:: Lesetext ::
Damit darf man nach dem neunten Spiel der 52-er Vorrunde konstatieren: Der sechsfache Meister und Titelverteidiger aus der Hauptstadt hat nach einem Holper-Start wieder in die Erfolgsspur gefunden.
Dank seiner vielfach erlebten Qualität, auch in scheinbar aussichtslosen Situationen noch den Weg durchs Nadelör zu finden. Siehe die unvergessliche Aufholjagd im letzten Play-off-Finale gegen Mannheim, als man im letzten Drittel einen Drei-Tore-Rückstand wetttmachte und dann den Titel aus dem Feuer riss. Siehe die jüngste Freitag-Partie bei den starken Nürnbergern, als man auf ähnliche Art aus einem Rückstand noch ein 5:4 herausschoss!

:: Auszüge der Auflistung ::

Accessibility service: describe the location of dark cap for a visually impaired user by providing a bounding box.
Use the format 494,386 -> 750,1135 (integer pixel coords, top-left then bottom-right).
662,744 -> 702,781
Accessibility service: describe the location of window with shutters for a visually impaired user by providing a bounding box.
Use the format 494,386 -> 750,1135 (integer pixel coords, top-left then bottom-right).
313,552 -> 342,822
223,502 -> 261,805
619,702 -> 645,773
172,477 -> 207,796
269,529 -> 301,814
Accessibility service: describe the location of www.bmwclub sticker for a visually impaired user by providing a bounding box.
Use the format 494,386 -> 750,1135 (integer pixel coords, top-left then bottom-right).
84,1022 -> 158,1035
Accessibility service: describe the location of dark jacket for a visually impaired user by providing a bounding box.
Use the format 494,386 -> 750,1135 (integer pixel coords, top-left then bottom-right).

:: Aufgaben und Übungen ::
(1) Wie oft ist der Titelverteidiger aus der Hauptstadt laut dem Lesetext bereits Meister geworden?
(2) Übertragen Sie wortgetreu den Abschnitt des Lesetextes, der mit den Worten „Damit darf man“ einsetzt und mit „die Erfolgsspur gefunden.“ aufhört.

:: Lösungen der Aufgaben ::
(1) Er ist sechsfacher Meister.

(2)
Damit darf man nach dem neunten Spiel der 52-er Vorrunde konstatieren: Der sechsfache Meister und Titelverteidiger aus der Hauptstadt hat nach einem Holper-Start wieder in die Erfolgsspur gefunden.